#### [The exercise]
Reproduce every line of the listing below exactly as it appears, leaving out the picture.
········
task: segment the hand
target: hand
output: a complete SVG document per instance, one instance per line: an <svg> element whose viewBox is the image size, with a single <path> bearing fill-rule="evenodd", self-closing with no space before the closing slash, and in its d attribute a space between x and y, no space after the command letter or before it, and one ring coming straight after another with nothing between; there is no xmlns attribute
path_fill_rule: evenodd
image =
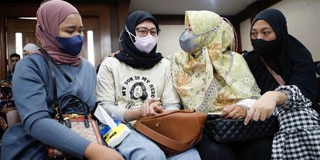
········
#### [Full output]
task: segment the hand
target: hand
output: a complete SVG document per instance, one instance per line: an <svg> element whose viewBox is the image size, with a single <path> bearing fill-rule="evenodd", self-closing with no space before the closing slash, and in its d attribute a space between x and y, no space after the command letter or before it, and one ring coming straight after another with nothing between; there is no xmlns attribute
path_fill_rule: evenodd
image =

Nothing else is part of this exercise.